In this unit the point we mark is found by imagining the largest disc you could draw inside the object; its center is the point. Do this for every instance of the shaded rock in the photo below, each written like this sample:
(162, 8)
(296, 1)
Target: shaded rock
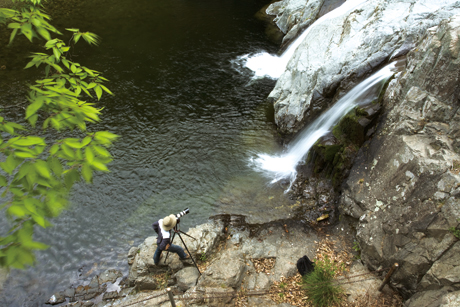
(445, 271)
(196, 296)
(451, 299)
(56, 298)
(225, 271)
(143, 259)
(109, 276)
(355, 290)
(294, 16)
(187, 278)
(207, 235)
(132, 254)
(403, 184)
(146, 283)
(430, 298)
(337, 54)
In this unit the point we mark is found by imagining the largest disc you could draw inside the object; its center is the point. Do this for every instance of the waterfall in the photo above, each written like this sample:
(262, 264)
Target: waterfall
(264, 64)
(283, 166)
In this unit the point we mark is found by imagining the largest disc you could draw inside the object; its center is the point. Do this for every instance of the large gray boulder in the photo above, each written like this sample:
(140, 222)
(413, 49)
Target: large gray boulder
(225, 271)
(404, 186)
(293, 16)
(340, 51)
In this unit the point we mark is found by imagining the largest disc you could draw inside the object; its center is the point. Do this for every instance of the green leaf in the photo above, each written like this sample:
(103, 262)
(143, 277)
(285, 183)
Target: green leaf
(35, 245)
(34, 107)
(29, 203)
(16, 210)
(24, 155)
(73, 142)
(101, 151)
(44, 33)
(13, 35)
(54, 149)
(42, 169)
(71, 177)
(32, 176)
(55, 165)
(24, 170)
(76, 38)
(86, 141)
(14, 25)
(26, 29)
(28, 141)
(68, 151)
(106, 89)
(106, 135)
(3, 181)
(40, 220)
(56, 53)
(33, 120)
(87, 172)
(89, 155)
(99, 166)
(11, 163)
(98, 91)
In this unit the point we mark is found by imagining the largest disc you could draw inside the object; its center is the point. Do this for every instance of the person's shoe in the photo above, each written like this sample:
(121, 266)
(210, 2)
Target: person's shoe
(187, 257)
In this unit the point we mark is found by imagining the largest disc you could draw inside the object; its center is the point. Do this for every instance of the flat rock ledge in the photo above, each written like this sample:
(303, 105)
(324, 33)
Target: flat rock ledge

* * *

### PROBLEM DESCRIPTION
Return, unchanged, each line from the line containing "of the green" through the last line of the material.

### RESPONSE TO THE TASK
In this unit the point we mark is found by imagining the largest disc you could draw inside the object; its center is the point. Do this for every instance of the green leaf in the photo above, each written like this sample:
(103, 262)
(143, 277)
(285, 183)
Target: green leaf
(35, 245)
(34, 107)
(29, 203)
(16, 210)
(24, 155)
(73, 142)
(101, 151)
(44, 33)
(13, 35)
(54, 149)
(42, 169)
(71, 177)
(32, 176)
(55, 165)
(24, 170)
(76, 38)
(86, 141)
(14, 25)
(26, 29)
(28, 141)
(68, 151)
(106, 89)
(106, 135)
(3, 181)
(40, 220)
(56, 53)
(33, 120)
(87, 172)
(89, 155)
(99, 166)
(11, 163)
(98, 91)
In this unit the point we mark is found by imagining the largest disc you could draw inside the object; its center is the point. Do this for every instance of the person's shoe in the photo above, each written like this sample:
(121, 266)
(210, 2)
Target: person's shoe
(187, 257)
In this unit the point we mark is found by imagining the largest disc you could draw inside the object; its center is the point. Do this for every instance of the flat rock ledge in the photo above, each written like this sample:
(303, 105)
(324, 33)
Target: flat rock ledge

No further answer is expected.